### SOURCE TEXT
What's it all about, Alfie Barr?
'Tristram Shandy'
by Jeff Jahn

he movie "Tristram Shandy: A Cock & Bull Story" is brought to us with the sly distinction of being based on the classic story and/or extended digression by Laurence Sterne.

Sterne's work is a satire of pure gentlemanly dalliance, the sort of thing that proclaims: This was written because the upper crust used to have this much time on their hands. Unfortunately, Playstation, lawyers, the Internet, Art Forum magazine and Diesel stores have filled the void this sort of court life left. In fact, the middle class is now invited. Yes, Sterne wrote existentialist farces about 18th century aristocracy, probably because he was clergy.

The movie is sly because "Tristram Shandy" is supposed to be unfilmable due to its nonlinear and generally complicated structure ... it's as unreadable as this review on purpose. It's also sly because the book is now more of an excuse to do a movie about doing a movie based on the "unfilmable" book. In short, it is all about reputations, but without all the vicars' benedictions one gets in Merchant and Ivory films.

The results are amusing, as Sterne's inside jokes about class and male dominance are given parallels in the film world's pecking order. The resulting parallels make the film a sort of study in pathetic male posturing from both the 18th and 21st centuries.

I suppose the details might be important here; that's kinda expected in a review. Steve Coogan ("The Office," "24 Hour Party People") plays Tristram Shandy, Shandy's father Walter and himself, of course, but is clearly annoyed that he can't play himself as a baby and as a boy. He does get to play himself as a fetus in his mother's womb, though, a scene which provides plenty of laughs.

### DATA PROVIDED
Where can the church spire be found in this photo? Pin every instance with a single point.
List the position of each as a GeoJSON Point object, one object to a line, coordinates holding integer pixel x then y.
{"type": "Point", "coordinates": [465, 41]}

### WHAT TO WORK ON
[1] Answer these from the review of the "Tristram Shandy" movie:
(a) Who wrote the book the movie is based on?
(b) Why is the book supposed to be unfilmable?
(c) Which roles does Steve Coogan play?
[2] Copy out the part of the "Tristram Shandy" review that opens with the words containing "Sterne's work is" and closes with "and Ivory films.", swapping in "nobility" for "aristocracy".

### RESULTS IN ORDER
[1]
(a) Laurence Sterne.
(b) Because of its nonlinear and generally complicated structure.
(c) Tristram Shandy, Shandy's father Walter, and himself.

[2]
Sterne's work is a satire of pure gentlemanly dalliance, the sort of thing that proclaims: This was written because the upper crust used to have this much time on their hands. Unfortunately, Playstation, lawyers, the Internet, Art Forum magazine and Diesel stores have filled the void this sort of court life left. In fact, the middle class is now invited. Yes, Sterne wrote existentialist farces about 18th century nobility, probably because he was clergy.

The movie is sly because "Tristram Shandy" is supposed to be unfilmable due to its nonlinear and generally complicated structure ... it's as unreadable as this review on purpose. It's also sly because the book is now more of an excuse to do a movie about doing a movie based on the "unfilmable" book. In short, it is all about reputations, but without all the vicars' benedictions one gets in Merchant and Ivory films.